## Problem to work on
Format every line of the records below as a numbered list, dropping any blank lines. Leave the pictures out of your answer.

Dataset records

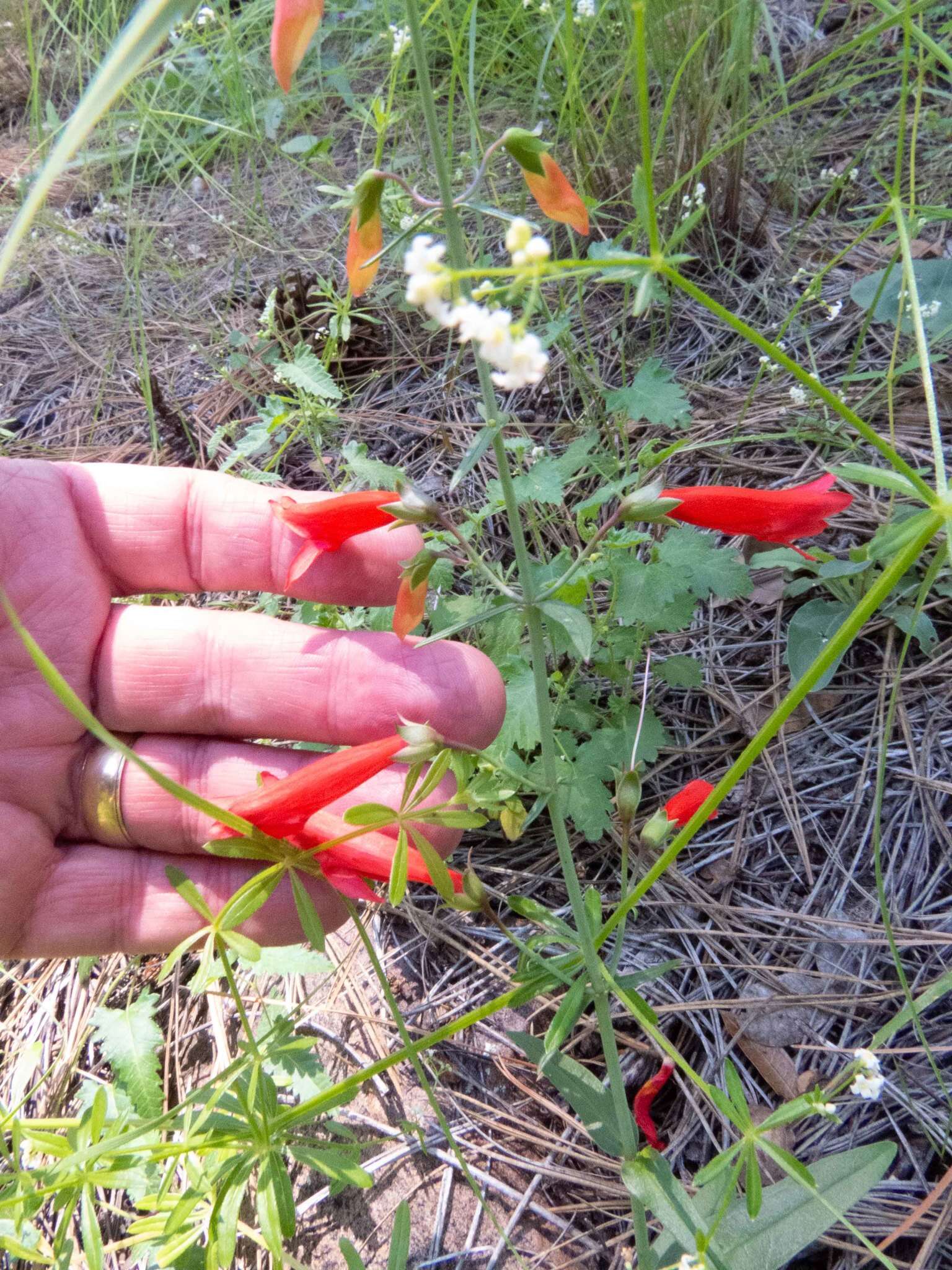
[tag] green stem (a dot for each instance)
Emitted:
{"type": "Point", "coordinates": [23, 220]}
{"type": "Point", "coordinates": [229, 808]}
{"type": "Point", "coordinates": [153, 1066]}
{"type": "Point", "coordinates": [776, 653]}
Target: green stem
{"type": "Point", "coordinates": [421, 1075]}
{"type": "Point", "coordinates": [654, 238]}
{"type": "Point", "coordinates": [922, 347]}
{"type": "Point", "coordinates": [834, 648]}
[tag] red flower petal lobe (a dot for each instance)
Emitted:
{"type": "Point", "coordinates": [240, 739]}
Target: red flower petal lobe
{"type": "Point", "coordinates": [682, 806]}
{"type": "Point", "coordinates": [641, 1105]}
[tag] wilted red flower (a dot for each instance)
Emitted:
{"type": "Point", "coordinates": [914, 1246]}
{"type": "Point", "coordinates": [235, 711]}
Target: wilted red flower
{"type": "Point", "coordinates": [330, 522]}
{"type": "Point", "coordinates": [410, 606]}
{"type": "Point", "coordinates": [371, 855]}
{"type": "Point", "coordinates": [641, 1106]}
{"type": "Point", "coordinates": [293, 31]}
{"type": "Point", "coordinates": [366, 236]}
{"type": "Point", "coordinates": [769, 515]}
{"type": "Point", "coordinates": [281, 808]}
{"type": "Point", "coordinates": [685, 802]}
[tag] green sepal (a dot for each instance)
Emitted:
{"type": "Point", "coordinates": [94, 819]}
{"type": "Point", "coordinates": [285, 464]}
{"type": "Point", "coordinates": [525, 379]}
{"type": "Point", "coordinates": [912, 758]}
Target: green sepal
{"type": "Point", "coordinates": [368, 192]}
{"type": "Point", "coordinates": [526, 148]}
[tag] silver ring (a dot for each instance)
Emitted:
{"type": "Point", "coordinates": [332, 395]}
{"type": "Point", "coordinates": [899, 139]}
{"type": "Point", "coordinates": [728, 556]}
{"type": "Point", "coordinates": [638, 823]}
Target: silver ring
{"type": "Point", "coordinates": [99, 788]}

## Result of this exercise
1. [tag] green stem (a dot for each instance)
2. Emitted:
3. {"type": "Point", "coordinates": [23, 220]}
4. {"type": "Point", "coordinates": [229, 808]}
5. {"type": "Point", "coordinates": [153, 1066]}
6. {"type": "Point", "coordinates": [776, 653]}
7. Target: green stem
8. {"type": "Point", "coordinates": [421, 1075]}
9. {"type": "Point", "coordinates": [654, 238]}
10. {"type": "Point", "coordinates": [922, 347]}
11. {"type": "Point", "coordinates": [834, 648]}
12. [tag] red flower petal lobe (a dot for each instance)
13. Emitted:
14. {"type": "Point", "coordinates": [240, 739]}
15. Target: red flower petal lobe
16. {"type": "Point", "coordinates": [682, 806]}
17. {"type": "Point", "coordinates": [641, 1105]}
18. [tag] wilted red flower (a dot for each instance)
19. Emitted:
20. {"type": "Point", "coordinates": [914, 1246]}
21. {"type": "Point", "coordinates": [235, 711]}
22. Target: wilted red flower
23. {"type": "Point", "coordinates": [330, 522]}
24. {"type": "Point", "coordinates": [410, 606]}
25. {"type": "Point", "coordinates": [371, 855]}
26. {"type": "Point", "coordinates": [641, 1106]}
27. {"type": "Point", "coordinates": [293, 31]}
28. {"type": "Point", "coordinates": [366, 236]}
29. {"type": "Point", "coordinates": [769, 515]}
30. {"type": "Point", "coordinates": [281, 808]}
31. {"type": "Point", "coordinates": [685, 802]}
32. [tag] green sepal (a dot for each instance)
33. Emitted:
34. {"type": "Point", "coordinates": [94, 819]}
35. {"type": "Point", "coordinates": [285, 464]}
36. {"type": "Point", "coordinates": [525, 379]}
37. {"type": "Point", "coordinates": [912, 758]}
38. Target: green sepal
39. {"type": "Point", "coordinates": [368, 192]}
40. {"type": "Point", "coordinates": [526, 148]}
41. [tag] silver ring (a dot for each instance)
42. Emitted:
43. {"type": "Point", "coordinates": [332, 395]}
44. {"type": "Point", "coordinates": [899, 139]}
45. {"type": "Point", "coordinates": [728, 556]}
46. {"type": "Point", "coordinates": [638, 823]}
47. Target: silver ring
48. {"type": "Point", "coordinates": [99, 788]}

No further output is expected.